● **The problem**
The records are to be copied exactly and in full.

[Given information Boundary: Start]

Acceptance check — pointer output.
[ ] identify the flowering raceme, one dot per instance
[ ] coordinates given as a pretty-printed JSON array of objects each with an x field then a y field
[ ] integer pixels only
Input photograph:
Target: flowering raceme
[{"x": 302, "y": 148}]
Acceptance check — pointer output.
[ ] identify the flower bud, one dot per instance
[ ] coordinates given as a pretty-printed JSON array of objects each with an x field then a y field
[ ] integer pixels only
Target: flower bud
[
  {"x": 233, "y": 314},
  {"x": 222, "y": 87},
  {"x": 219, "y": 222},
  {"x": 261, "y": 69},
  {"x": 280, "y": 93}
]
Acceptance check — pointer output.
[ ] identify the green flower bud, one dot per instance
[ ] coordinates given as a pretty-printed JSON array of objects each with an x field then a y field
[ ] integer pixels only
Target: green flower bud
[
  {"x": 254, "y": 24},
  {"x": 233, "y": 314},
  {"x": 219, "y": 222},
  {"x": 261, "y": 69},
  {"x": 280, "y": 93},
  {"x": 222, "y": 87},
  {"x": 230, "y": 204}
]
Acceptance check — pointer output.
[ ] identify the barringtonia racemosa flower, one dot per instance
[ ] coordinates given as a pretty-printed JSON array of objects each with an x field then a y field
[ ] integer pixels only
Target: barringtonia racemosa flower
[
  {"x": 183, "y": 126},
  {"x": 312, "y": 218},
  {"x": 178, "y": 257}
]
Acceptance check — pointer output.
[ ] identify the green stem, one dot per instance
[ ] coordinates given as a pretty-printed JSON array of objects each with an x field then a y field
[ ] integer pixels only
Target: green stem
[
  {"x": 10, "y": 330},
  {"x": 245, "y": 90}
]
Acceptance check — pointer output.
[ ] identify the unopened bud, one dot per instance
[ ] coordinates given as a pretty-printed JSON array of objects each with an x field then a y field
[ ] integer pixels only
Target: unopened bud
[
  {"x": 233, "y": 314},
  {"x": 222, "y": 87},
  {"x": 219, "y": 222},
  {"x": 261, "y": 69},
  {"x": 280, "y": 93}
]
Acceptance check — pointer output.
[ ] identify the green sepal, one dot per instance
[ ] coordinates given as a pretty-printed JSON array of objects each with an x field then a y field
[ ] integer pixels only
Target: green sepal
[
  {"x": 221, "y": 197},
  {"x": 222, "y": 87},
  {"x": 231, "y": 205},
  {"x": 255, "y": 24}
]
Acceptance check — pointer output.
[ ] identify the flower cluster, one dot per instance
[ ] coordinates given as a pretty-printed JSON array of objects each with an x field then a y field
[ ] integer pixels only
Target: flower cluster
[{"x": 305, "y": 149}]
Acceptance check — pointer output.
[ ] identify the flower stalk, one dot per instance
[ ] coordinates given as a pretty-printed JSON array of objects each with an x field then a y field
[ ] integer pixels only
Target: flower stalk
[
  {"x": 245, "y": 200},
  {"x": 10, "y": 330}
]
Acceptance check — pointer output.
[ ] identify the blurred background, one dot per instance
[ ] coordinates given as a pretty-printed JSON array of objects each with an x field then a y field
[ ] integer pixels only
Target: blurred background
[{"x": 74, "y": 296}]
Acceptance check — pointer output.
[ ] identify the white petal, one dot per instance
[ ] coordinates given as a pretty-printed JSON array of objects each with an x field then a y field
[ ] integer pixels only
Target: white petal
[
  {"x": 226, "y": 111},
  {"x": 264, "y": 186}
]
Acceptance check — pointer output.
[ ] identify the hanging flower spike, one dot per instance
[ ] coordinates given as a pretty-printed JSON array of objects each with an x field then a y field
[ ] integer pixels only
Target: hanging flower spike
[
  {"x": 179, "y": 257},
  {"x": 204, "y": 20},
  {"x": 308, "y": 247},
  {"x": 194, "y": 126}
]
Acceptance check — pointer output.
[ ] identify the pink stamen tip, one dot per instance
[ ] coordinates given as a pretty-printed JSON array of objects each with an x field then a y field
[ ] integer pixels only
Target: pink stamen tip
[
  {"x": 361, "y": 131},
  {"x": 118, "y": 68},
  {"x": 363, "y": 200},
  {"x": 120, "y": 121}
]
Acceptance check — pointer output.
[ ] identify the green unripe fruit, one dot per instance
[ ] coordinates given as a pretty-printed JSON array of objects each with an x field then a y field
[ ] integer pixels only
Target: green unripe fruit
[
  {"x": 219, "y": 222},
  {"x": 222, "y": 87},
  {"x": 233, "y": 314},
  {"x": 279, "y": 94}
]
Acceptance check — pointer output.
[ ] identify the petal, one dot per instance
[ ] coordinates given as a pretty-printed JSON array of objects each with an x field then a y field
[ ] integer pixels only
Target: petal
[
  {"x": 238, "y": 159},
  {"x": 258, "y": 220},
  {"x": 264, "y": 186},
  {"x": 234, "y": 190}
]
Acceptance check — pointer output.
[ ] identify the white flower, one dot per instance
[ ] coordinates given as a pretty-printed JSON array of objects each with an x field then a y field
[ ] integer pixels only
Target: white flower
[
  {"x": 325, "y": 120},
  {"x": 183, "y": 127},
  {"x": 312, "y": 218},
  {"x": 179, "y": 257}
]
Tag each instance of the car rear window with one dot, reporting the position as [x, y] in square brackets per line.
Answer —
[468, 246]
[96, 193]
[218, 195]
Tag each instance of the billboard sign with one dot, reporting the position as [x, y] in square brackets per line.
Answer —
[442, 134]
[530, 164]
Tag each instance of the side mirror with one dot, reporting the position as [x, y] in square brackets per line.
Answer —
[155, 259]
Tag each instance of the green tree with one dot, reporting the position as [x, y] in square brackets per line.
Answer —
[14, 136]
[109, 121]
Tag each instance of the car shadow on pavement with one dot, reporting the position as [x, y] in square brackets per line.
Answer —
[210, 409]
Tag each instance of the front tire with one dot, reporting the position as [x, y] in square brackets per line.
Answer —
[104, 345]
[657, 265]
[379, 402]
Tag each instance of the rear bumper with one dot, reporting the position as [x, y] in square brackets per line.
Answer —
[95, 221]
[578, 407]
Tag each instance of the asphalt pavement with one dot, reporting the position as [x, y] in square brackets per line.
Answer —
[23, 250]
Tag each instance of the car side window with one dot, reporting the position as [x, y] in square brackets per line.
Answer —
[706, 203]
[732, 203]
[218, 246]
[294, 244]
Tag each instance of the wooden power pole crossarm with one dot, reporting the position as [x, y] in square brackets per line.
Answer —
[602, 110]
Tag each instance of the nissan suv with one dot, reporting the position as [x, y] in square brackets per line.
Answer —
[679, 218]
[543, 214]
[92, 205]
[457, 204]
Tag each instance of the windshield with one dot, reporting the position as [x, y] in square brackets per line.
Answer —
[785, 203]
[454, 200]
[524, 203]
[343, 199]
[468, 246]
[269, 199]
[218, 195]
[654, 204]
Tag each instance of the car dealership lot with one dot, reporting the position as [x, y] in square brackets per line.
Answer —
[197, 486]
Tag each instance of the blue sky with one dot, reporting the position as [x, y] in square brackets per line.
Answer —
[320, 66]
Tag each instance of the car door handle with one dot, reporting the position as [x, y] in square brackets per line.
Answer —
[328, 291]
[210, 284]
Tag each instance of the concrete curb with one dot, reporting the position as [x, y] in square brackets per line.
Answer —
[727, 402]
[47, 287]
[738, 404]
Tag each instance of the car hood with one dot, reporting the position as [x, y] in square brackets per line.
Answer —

[Given information Boundary: End]

● **Response to the task**
Acceptance check — pointer output.
[ ] identify the flowering raceme, one dot per instance
[ ] coordinates given as a pretty-printed JSON array of objects each with an x field then a y field
[ ] integer pixels only
Input photograph:
Target: flowering raceme
[{"x": 302, "y": 148}]
Acceptance check — pointer output.
[ ] identify the flower bud, one dot per instance
[ ] coordinates given as a pretty-printed JSON array of objects each with an x field then a y field
[ ] integer pixels only
Target: flower bud
[
  {"x": 233, "y": 314},
  {"x": 222, "y": 87},
  {"x": 219, "y": 222},
  {"x": 261, "y": 69},
  {"x": 280, "y": 93}
]
Acceptance check — pointer output.
[ ] identify the green flower bud, one dot per instance
[ ] coordinates given as a pretty-printed JSON array of objects each with an x field then a y field
[ ] integer pixels only
Target: green flower bud
[
  {"x": 254, "y": 24},
  {"x": 233, "y": 314},
  {"x": 219, "y": 222},
  {"x": 261, "y": 69},
  {"x": 280, "y": 93},
  {"x": 222, "y": 87},
  {"x": 230, "y": 204}
]
Acceptance check — pointer output.
[ ] identify the barringtonia racemosa flower, one dot per instance
[ ] coordinates given as a pretty-printed JSON array of objects each with an x field then a y field
[ ] integer pixels only
Target: barringtonia racemosa flower
[
  {"x": 183, "y": 126},
  {"x": 312, "y": 218},
  {"x": 178, "y": 257}
]
Acceptance check — pointer output.
[ ] identify the green stem, one dot per instance
[ ] coordinates given as a pretty-printed JSON array of objects each with an x field then a y field
[ ] integer pixels only
Target: green stem
[
  {"x": 10, "y": 330},
  {"x": 245, "y": 90}
]
Acceptance check — pointer output.
[ ] identify the unopened bud, one dot per instance
[ ] coordinates given as a pretty-printed JSON array of objects each with an x field then a y field
[ ] integer pixels only
Target: unopened bud
[
  {"x": 233, "y": 314},
  {"x": 222, "y": 87},
  {"x": 219, "y": 222},
  {"x": 261, "y": 69},
  {"x": 280, "y": 93}
]
Acceptance check — pointer output.
[ ] identify the green sepal, one dot per instance
[ ] coordinates given as a pretty-printed JSON array of objects each with an x field then a y field
[ ] integer pixels only
Target: green sepal
[
  {"x": 221, "y": 197},
  {"x": 222, "y": 87},
  {"x": 231, "y": 205},
  {"x": 255, "y": 24}
]
Acceptance check — pointer output.
[ ] identify the flower cluster, one dot per instance
[ ] coordinates given as a pretty-printed JSON array of objects each with an x field then a y field
[ ] integer pixels only
Target: flower cluster
[{"x": 305, "y": 149}]
Acceptance check — pointer output.
[ ] identify the flower stalk, one dot per instance
[ ] coordinates given as a pretty-printed JSON array of objects each with an x field then a y field
[ ] integer pixels only
Target: flower stalk
[
  {"x": 245, "y": 200},
  {"x": 10, "y": 330}
]
Acceptance check — pointer output.
[ ] identify the blurred background, one dot per instance
[ ] coordinates given as a pretty-printed JSON array of objects each with an x field then a y field
[ ] integer pixels only
Target: blurred background
[{"x": 74, "y": 296}]
Acceptance check — pointer output.
[ ] identify the white petal, one dot per instance
[ ] coordinates given as a pretty-printed JSON array of objects each with an x field then a y field
[ ] integer pixels only
Target: white petal
[
  {"x": 226, "y": 111},
  {"x": 264, "y": 186}
]
Acceptance check — pointer output.
[ ] identify the hanging flower spike, one dot per instance
[ ] coordinates given as a pretty-printed JSON array of objects each with an x field then a y field
[ ] integer pixels only
Target: hanging flower spike
[
  {"x": 179, "y": 257},
  {"x": 204, "y": 20},
  {"x": 308, "y": 247},
  {"x": 194, "y": 126}
]
Acceptance check — pointer output.
[ ] identify the pink stamen tip, one dot per instance
[ ] coordinates given as a pretty-printed JSON array of objects each with an x field then a y field
[ ] integer pixels only
Target: pink stamen tip
[
  {"x": 361, "y": 131},
  {"x": 118, "y": 68},
  {"x": 363, "y": 200},
  {"x": 120, "y": 121}
]
Acceptance check — pointer output.
[ ] identify the green unripe fruit, one dot per instance
[ ] coordinates given as a pretty-printed JSON array of objects each with an x field then a y field
[ ] integer pixels only
Target: green unripe fruit
[
  {"x": 219, "y": 222},
  {"x": 222, "y": 87},
  {"x": 233, "y": 314},
  {"x": 279, "y": 94}
]
Acceptance check — pointer output.
[ ] identify the petal, one dot per instance
[ ] coordinates given as a pretty-printed JSON array of objects each with an x field then a y field
[ ] integer pixels only
Target: petal
[
  {"x": 238, "y": 159},
  {"x": 258, "y": 220},
  {"x": 264, "y": 186},
  {"x": 234, "y": 190}
]
Acceptance check — pointer output.
[ ] identify the white flower, one dot per instance
[ ] coordinates given as a pretty-printed JSON array of objects each with an x field then a y field
[ ] integer pixels only
Target: white flower
[
  {"x": 325, "y": 120},
  {"x": 183, "y": 127},
  {"x": 312, "y": 218},
  {"x": 179, "y": 257}
]
Tag each instance of the car rear window with one dot, reporting the position as [x, y] in square brackets per line.
Answer —
[468, 246]
[96, 193]
[218, 195]
Tag each instance of the billboard sign with one dot, reporting the position as [x, y] in square brackets per line.
Answer —
[442, 134]
[530, 164]
Tag each instance of the side mirror with one dot, reporting the position as [x, y] in square brackets per line.
Answer —
[155, 259]
Tag each instance of the green tree with one dot, reporting the position as [x, y] in square brackets per line.
Answer —
[14, 136]
[109, 121]
Tag each instance of the car shadow on pavement with one dot, reporting the position as [x, y] in square brackets per line.
Answer —
[210, 409]
Tag each instance of the front tire with one dot, reporting the position as [x, y] in square brackets per line.
Answer —
[104, 345]
[657, 265]
[379, 402]
Tag each instance of the rear bumper with one dot, reporting the position as [x, y] in square brackets per line.
Answer —
[95, 221]
[578, 407]
Tag each instance of the asphalt pavement with one dot, reporting the position as [x, y] in square brackets per line.
Answer —
[23, 250]
Tag each instance of the car side window with one dot, reporting the position as [x, y] in square brackets per line.
Answer —
[706, 203]
[732, 203]
[218, 246]
[294, 244]
Tag each instance of the wooden power pole crossarm with one dot, reporting the position as [x, y] in square brackets per line.
Answer —
[602, 110]
Tag each instance of the nissan suv with one dot, reporting the position as [x, y] in square brackets per line.
Answer —
[679, 218]
[543, 214]
[92, 205]
[457, 204]
Tag each instance of the windshield with one dot, reporting the position as [x, y] in square brackets per line.
Answer —
[785, 203]
[454, 200]
[524, 203]
[343, 199]
[468, 246]
[269, 199]
[218, 195]
[654, 204]
Tag each instance of the car dealership lot with one dot, reporting the position as [x, y] in square brackets per line.
Answer —
[197, 486]
Tag each instance of the blue sky with one dot, reporting the position as [x, y] in square brackets per line.
Answer —
[320, 66]
Tag each instance of the car door handle with one dot, reporting the position as [x, y] in square brackets per line.
Answer —
[328, 291]
[210, 284]
Tag each instance of the concrete curb with one dot, reporting the position as [x, y] in square brackets per line.
Answer —
[727, 402]
[47, 287]
[738, 404]
Tag each instance of the car hood with one dot, reporting the position as [x, y] in square brackets per line.
Answer —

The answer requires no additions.